*** Begin section ***

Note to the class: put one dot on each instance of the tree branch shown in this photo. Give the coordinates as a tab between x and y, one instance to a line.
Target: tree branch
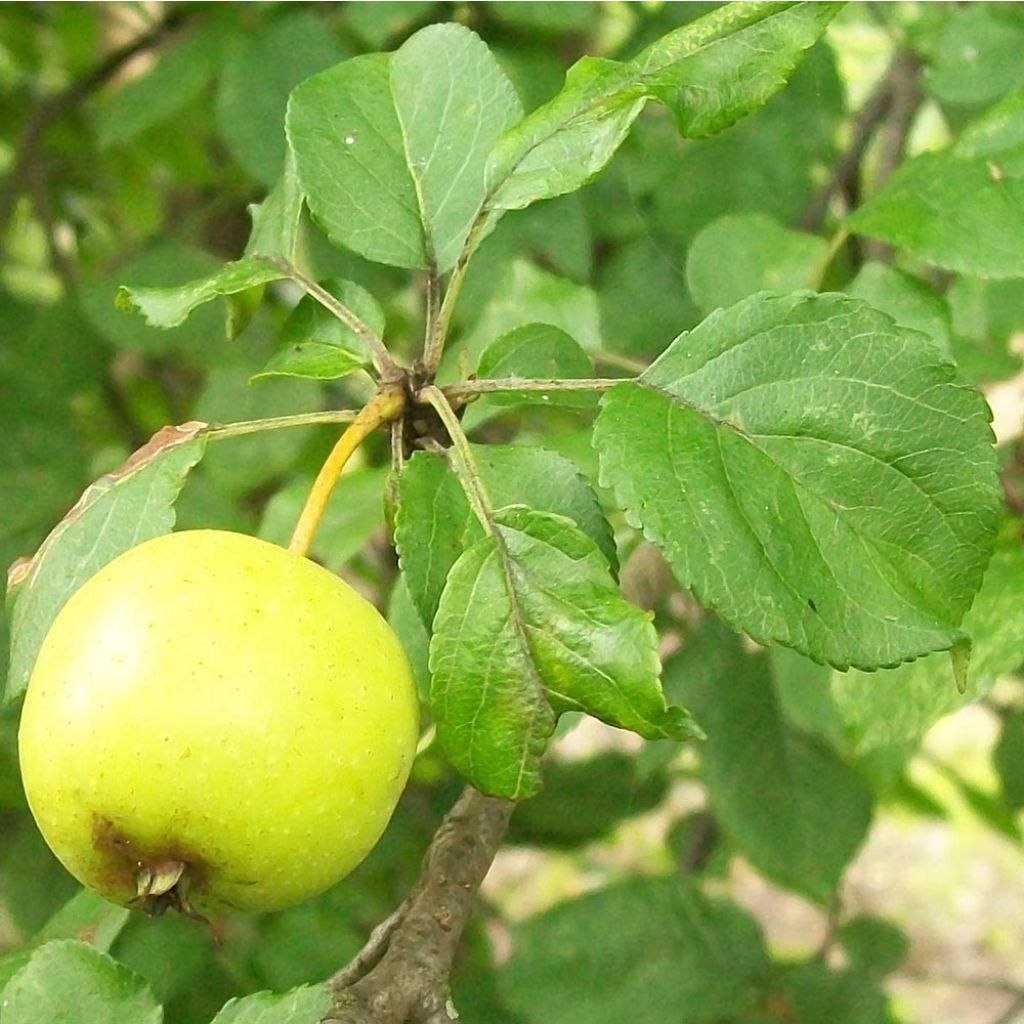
30	143
401	974
889	108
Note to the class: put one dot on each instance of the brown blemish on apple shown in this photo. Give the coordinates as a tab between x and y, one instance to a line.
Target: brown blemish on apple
163	877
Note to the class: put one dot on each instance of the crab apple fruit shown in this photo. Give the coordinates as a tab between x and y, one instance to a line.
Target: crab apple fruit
214	721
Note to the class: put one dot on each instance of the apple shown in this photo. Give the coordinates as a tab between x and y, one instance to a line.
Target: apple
214	721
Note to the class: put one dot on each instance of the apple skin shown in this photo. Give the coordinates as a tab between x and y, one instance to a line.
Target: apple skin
211	699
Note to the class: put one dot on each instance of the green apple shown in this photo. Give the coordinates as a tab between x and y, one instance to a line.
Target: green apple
213	720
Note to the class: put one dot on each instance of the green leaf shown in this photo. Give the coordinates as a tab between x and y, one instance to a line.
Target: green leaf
534	296
534	351
530	619
258	74
710	74
170	306
1008	759
958	213
813	992
172	83
898	708
85	916
353	513
73	981
391	148
647	951
117	512
908	300
434	522
786	802
275	223
584	801
739	254
813	472
977	57
307	1005
873	945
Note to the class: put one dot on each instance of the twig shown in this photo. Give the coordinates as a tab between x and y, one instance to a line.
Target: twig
905	96
516	384
402	972
388	369
18	178
890	97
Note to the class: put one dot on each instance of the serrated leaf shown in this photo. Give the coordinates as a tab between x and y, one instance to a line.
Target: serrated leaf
530	622
534	351
260	68
307	1005
534	296
739	254
314	343
646	950
434	522
977	56
709	74
908	300
958	213
275	222
73	981
786	801
391	148
895	710
815	473
170	306
119	511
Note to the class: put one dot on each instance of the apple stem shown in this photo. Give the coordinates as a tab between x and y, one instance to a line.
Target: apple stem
384	407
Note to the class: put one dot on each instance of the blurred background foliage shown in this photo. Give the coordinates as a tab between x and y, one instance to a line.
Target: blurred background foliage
133	136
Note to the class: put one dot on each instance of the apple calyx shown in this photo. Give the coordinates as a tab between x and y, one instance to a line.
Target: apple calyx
162	886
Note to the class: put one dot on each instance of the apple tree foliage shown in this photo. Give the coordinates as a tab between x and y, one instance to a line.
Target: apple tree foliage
694	306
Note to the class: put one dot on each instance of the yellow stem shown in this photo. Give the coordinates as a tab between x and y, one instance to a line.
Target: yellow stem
382	408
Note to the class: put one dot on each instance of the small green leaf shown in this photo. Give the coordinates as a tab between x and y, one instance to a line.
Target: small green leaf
534	296
962	214
709	73
170	306
535	351
117	512
275	223
435	523
976	58
908	300
785	801
873	944
314	343
584	801
530	621
1008	759
815	473
307	1005
260	69
391	147
74	981
647	951
739	254
897	708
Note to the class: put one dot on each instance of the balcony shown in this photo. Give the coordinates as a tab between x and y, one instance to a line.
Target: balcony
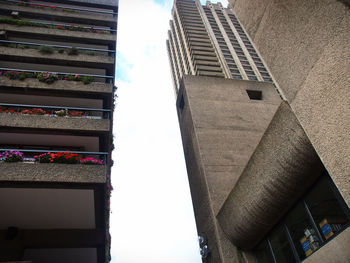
36	169
58	34
66	56
60	13
54	117
59	85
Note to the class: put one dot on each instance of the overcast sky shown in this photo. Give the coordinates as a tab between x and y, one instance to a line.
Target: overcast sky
152	216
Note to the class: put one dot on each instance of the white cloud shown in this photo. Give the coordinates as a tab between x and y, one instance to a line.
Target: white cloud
152	217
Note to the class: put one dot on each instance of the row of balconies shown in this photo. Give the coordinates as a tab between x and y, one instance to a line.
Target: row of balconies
57	12
56	100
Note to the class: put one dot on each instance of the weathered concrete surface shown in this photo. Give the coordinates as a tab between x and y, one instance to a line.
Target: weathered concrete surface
111	3
76	17
305	44
48	172
31	55
220	129
43	33
282	167
336	251
228	126
47	122
62	85
322	106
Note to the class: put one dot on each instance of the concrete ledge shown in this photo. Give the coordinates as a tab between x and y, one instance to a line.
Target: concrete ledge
76	17
48	172
47	122
50	33
63	85
280	170
34	56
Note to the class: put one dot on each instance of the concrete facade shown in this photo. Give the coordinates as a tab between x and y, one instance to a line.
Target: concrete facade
59	101
250	159
314	38
220	132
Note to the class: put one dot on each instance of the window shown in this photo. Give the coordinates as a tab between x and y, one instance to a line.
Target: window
315	219
254	94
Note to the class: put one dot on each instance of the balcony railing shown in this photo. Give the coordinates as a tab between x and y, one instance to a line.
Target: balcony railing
70	27
55	111
57	156
62	8
61	75
21	44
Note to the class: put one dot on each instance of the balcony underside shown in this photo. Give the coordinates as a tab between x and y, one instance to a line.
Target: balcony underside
11	120
34	56
60	85
52	172
282	167
60	35
78	17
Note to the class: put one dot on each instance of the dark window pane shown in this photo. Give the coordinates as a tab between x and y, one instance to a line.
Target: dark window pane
303	234
280	246
326	209
263	253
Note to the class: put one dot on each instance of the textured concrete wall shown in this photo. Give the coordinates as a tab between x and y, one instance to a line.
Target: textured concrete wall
282	167
228	127
305	44
49	172
46	122
60	85
220	129
336	251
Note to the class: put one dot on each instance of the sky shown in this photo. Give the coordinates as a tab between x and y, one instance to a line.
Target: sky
152	218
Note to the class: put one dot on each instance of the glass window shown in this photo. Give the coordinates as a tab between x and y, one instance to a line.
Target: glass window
304	236
280	245
326	209
263	253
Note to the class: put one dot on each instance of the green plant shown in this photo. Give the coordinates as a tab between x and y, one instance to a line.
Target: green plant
23	46
73	51
46	50
12	156
86	79
47	77
61	113
21	75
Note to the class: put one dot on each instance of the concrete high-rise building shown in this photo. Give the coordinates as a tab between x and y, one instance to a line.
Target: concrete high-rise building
264	120
57	67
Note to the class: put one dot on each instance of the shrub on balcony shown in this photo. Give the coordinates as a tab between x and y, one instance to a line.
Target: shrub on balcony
61	113
86	79
23	46
35	111
11	156
60	157
46	50
90	160
21	75
47	77
75	113
73	51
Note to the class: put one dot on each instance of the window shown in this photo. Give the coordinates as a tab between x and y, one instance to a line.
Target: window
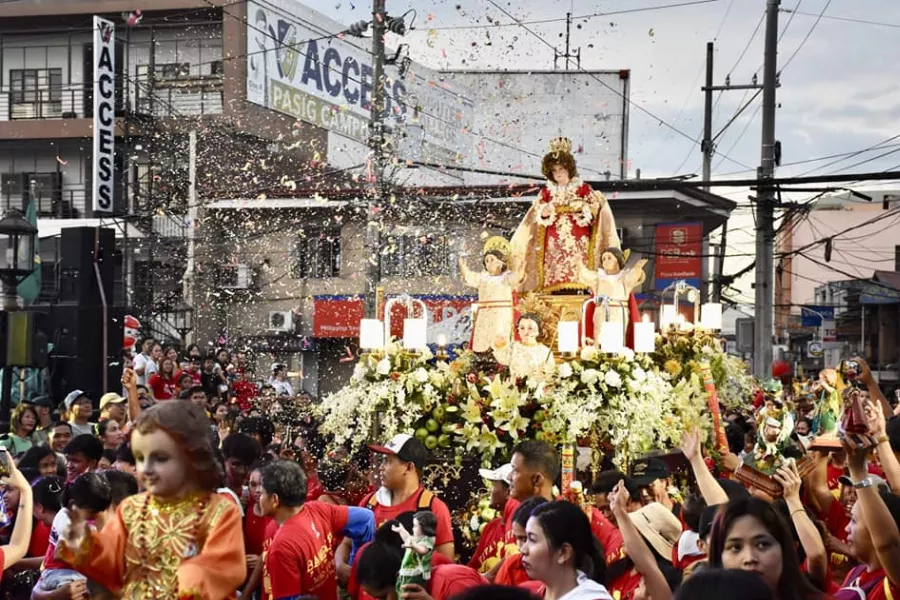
39	87
416	255
317	255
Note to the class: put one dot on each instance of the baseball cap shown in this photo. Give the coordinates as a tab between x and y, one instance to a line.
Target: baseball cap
72	397
501	473
110	398
405	447
648	470
44	401
658	526
880	483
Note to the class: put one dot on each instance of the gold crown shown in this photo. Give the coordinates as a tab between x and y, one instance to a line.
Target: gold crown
498	243
561	145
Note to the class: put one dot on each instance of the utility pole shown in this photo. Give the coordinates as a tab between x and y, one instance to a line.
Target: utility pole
765	234
706	145
376	145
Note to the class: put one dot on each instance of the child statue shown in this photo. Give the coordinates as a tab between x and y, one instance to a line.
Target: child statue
526	357
614	280
496	284
416	566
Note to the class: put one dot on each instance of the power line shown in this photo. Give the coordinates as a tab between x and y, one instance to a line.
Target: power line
574	18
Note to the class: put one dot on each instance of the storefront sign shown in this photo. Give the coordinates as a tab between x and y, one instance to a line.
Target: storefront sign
338	316
679	254
104	114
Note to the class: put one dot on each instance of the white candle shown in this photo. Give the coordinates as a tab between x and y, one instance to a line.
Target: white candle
612	337
567	336
371	334
644	336
414	334
711	316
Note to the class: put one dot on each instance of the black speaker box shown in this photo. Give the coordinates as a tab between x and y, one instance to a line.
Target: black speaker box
78	283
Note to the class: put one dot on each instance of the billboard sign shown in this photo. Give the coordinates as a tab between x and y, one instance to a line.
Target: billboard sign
303	68
679	254
104	114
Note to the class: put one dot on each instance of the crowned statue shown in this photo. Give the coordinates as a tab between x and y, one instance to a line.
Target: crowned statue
496	294
569	224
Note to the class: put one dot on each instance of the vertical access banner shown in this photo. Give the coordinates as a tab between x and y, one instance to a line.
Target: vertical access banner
104	114
679	254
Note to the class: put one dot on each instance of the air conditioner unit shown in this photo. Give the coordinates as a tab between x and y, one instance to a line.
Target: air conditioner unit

*** End section ***

Your answer should be one number, the count of lines in the records that contain the string "unit".

» **TASK SOLUTION**:
2